**Your task:**
Word for word, retype the tail of the data below, starting with the line that has "Target: warehouse building" and including the last line.

Referring expression pointing data:

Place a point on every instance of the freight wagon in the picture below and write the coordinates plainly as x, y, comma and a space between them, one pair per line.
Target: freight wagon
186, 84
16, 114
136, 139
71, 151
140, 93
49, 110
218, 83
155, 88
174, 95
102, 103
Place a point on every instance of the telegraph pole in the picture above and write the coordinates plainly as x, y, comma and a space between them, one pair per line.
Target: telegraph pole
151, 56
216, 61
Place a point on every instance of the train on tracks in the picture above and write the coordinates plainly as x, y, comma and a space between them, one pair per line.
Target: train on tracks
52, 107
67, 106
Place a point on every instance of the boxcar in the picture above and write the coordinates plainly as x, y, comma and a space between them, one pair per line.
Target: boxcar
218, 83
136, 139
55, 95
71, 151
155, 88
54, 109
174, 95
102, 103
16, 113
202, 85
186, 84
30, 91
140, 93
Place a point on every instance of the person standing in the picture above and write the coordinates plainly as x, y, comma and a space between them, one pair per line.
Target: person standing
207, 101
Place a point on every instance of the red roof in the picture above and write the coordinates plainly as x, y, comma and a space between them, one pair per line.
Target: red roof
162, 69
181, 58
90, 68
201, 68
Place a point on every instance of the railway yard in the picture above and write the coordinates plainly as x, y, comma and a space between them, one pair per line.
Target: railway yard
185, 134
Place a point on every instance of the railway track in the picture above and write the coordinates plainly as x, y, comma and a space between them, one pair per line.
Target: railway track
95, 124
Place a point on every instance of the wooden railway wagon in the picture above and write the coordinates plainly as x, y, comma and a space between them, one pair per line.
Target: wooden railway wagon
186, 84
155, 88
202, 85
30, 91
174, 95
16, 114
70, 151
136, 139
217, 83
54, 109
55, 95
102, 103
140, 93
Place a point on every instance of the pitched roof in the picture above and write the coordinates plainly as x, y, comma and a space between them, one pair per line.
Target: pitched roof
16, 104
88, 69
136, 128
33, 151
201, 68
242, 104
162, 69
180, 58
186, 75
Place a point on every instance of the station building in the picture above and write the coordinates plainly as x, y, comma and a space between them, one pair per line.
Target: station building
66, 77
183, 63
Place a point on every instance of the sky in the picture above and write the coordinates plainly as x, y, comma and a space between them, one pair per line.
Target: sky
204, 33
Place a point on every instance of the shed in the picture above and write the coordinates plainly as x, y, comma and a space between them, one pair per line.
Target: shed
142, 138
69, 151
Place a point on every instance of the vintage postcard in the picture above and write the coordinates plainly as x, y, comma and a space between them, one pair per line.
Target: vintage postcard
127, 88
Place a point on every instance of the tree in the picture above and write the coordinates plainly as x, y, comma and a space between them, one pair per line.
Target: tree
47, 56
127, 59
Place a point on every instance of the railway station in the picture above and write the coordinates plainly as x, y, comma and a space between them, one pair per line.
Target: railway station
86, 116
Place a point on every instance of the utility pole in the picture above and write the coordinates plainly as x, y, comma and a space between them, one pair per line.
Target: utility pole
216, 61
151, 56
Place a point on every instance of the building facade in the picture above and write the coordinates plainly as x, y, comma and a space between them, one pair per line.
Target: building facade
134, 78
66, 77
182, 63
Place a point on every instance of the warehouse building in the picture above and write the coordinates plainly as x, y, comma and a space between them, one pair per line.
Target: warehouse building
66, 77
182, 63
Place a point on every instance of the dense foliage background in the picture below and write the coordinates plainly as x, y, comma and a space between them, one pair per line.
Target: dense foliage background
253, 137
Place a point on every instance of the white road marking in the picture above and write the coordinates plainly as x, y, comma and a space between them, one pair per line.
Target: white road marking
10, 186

**Solution for this exercise:**
Target: warehouse building
66, 77
182, 63
Place a point on every instance of the dense foliage background in the picture below and write the coordinates plainly as x, y, comma and a space between them, one pair per line.
Target: dense foliage background
253, 137
Place a point on every instance of the white road marking in the picture above and write the coordinates plainly as x, y, comma and a space between them, one pair per line.
Target: white road marking
10, 186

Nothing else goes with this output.